## Point labeling dataset excerpts
* * * * * * *

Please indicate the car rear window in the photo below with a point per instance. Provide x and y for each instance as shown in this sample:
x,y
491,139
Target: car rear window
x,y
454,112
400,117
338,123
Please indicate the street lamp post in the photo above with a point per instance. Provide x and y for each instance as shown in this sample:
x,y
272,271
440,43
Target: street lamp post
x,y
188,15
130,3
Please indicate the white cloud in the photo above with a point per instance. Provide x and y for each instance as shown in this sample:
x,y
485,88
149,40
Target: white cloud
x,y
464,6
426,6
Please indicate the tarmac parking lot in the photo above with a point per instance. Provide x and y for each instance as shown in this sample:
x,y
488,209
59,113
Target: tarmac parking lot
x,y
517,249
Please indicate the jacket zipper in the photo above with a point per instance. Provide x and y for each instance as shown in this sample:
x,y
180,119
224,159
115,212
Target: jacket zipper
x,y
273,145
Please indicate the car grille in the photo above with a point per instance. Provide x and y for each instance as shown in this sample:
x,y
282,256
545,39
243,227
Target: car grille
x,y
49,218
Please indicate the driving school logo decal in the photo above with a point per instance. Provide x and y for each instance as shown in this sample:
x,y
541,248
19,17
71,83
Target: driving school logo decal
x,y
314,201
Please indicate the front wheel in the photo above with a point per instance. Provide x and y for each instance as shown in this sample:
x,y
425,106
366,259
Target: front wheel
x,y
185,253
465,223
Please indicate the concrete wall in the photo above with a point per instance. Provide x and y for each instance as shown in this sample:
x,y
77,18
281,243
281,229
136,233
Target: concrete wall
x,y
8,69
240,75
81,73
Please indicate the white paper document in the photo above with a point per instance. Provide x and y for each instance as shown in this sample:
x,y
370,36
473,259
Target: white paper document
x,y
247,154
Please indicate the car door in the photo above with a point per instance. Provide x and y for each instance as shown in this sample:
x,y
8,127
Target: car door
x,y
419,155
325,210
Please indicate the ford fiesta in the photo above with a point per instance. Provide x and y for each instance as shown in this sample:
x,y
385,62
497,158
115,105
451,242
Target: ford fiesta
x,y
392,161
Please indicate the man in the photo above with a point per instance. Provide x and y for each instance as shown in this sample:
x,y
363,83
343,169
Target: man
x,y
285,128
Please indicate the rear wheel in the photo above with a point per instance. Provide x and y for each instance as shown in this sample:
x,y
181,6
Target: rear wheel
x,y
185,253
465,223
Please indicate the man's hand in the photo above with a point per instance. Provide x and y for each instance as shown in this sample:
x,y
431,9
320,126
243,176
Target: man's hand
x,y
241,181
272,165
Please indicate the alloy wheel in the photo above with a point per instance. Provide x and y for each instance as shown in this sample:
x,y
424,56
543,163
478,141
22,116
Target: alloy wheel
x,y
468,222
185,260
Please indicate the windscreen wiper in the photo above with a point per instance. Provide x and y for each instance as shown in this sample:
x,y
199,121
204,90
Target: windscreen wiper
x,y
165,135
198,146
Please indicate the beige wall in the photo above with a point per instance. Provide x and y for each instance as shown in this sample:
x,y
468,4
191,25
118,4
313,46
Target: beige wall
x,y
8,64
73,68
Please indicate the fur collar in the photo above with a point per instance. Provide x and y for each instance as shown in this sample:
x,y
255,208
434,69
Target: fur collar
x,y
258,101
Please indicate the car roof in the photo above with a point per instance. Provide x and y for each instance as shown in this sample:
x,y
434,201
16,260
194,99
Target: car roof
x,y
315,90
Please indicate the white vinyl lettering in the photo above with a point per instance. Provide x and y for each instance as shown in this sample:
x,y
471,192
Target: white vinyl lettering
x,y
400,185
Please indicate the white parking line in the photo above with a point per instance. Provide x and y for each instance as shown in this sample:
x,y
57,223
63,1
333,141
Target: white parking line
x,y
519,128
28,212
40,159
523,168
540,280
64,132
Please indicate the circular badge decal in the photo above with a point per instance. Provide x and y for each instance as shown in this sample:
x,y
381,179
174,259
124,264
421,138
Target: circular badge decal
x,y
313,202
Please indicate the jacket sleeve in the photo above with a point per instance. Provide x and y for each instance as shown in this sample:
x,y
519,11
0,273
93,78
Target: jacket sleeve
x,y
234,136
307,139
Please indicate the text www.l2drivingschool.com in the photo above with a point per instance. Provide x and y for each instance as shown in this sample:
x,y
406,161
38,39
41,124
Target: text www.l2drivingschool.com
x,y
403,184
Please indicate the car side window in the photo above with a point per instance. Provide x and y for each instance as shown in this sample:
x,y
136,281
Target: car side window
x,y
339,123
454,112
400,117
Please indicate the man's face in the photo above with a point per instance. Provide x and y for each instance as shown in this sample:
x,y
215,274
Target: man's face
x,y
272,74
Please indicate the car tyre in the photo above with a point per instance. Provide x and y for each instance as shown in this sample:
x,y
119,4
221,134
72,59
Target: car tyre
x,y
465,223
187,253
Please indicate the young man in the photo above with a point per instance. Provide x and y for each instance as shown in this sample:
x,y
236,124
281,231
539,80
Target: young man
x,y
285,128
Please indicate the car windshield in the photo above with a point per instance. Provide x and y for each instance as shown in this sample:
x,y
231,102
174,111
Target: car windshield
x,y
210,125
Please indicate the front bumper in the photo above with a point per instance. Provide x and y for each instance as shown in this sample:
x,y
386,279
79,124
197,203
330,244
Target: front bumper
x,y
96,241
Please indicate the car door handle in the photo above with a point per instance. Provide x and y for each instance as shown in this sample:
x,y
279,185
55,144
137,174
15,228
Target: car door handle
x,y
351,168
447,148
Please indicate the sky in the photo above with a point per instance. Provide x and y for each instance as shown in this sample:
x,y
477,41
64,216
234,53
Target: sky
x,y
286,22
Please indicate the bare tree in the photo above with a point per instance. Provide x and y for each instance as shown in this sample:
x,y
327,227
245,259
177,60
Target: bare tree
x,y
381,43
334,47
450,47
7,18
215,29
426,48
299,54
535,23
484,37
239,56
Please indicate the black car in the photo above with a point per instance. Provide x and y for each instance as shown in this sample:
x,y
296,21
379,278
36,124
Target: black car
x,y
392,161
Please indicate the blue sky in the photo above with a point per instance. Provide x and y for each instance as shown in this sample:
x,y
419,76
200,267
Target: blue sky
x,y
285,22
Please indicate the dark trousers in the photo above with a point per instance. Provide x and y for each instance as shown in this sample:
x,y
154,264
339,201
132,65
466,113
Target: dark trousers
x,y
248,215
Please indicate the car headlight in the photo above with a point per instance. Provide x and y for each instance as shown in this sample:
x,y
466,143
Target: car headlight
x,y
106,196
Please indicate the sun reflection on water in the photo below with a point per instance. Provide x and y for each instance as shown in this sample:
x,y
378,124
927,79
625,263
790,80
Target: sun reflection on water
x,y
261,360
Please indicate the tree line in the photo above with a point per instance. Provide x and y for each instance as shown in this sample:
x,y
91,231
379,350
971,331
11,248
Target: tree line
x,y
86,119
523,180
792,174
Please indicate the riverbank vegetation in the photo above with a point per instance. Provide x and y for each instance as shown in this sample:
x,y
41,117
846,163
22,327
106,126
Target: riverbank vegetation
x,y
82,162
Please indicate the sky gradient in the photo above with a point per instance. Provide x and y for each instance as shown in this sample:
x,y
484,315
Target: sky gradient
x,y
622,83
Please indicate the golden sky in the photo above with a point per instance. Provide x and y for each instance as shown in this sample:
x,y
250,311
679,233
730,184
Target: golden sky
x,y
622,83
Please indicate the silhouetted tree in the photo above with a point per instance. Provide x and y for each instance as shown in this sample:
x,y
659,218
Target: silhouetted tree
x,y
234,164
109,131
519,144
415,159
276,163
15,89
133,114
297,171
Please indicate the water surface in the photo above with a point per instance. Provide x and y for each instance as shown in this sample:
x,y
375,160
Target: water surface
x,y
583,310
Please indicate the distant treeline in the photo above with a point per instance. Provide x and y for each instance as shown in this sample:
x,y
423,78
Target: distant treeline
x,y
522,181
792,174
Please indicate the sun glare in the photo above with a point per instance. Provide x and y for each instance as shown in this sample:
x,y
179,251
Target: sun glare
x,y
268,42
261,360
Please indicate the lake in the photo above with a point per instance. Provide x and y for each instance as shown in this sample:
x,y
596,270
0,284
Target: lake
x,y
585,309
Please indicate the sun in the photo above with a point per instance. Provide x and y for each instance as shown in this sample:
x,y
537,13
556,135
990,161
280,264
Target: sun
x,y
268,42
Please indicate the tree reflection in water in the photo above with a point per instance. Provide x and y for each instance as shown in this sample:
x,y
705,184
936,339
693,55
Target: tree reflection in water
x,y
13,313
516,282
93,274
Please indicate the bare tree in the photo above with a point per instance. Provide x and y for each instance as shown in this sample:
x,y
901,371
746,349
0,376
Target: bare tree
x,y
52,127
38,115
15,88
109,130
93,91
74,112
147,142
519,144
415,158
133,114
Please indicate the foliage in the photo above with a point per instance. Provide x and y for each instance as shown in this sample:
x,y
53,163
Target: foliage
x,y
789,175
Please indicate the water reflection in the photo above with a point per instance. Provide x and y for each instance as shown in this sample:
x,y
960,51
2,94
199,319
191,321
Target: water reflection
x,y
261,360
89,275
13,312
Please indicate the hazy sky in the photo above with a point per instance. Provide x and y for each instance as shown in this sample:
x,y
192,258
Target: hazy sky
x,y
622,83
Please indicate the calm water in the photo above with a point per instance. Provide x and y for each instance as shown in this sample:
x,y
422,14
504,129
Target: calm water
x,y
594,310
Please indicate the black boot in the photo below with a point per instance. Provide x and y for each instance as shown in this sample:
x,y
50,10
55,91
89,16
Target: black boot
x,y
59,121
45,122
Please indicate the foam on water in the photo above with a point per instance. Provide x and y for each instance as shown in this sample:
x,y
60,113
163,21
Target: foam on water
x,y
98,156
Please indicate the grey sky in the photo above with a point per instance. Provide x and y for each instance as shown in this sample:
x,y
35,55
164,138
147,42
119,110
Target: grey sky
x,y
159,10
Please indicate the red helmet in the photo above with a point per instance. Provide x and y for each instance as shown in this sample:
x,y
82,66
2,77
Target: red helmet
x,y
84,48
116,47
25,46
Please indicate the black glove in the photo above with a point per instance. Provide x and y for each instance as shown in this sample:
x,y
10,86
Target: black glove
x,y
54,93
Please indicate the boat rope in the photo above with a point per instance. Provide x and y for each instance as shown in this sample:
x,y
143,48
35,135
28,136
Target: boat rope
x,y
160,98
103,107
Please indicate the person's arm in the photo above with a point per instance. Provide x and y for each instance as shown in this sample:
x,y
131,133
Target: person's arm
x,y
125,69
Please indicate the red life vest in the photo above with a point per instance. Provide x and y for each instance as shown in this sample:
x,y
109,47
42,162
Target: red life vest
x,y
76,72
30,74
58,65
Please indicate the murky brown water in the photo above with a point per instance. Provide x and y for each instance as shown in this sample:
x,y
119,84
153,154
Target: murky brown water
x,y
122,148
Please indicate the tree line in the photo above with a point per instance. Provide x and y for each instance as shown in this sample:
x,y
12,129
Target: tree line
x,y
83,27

* * * * * * *

## Task to complete
Copy exactly the lines of the listing above, beginning at the line with "Please indicate the grey" and ending at its final line; write out nothing else.

## Reply to the exercise
Please indicate the grey sky in the photo above with a point per instance. Provide x and y for each instance as shown in this sample:
x,y
35,55
164,138
147,42
119,110
Target: grey sky
x,y
159,10
Please indicate the red helmet in the photo above with a point per instance. Provide x and y for each instance as shown in this sample:
x,y
82,66
2,77
Target: red helmet
x,y
84,48
116,47
25,46
Please indicate the black glove in the photo above with a point per instance. Provide x and y for each instance as shown in this sample:
x,y
10,86
Target: black glove
x,y
54,93
Please indicate the boat rope in the photo above with a point per instance. Provide x and y for each instance as shown in this sample:
x,y
143,48
35,135
28,136
Target: boat rope
x,y
160,98
103,107
Please indicate the person's arm in the photo above with a point per instance. Provide x and y for each instance as shown in this sample:
x,y
131,133
Target: person's arm
x,y
125,69
Please indicate the red life vest in the photo above with a point per instance. Provide x and y for each instance as shown in this sample:
x,y
109,47
42,162
Target: red life vest
x,y
76,72
30,74
58,65
Please indicate the murky brown water in the photo above with a point per instance. Provide x and y for each instance as shown in this sample:
x,y
119,84
153,154
Target: murky brown water
x,y
122,148
Please indicate the tree line in the photo above with a point per instance. Provide x and y for each instance as shown in this sample:
x,y
12,129
Target: tree line
x,y
83,27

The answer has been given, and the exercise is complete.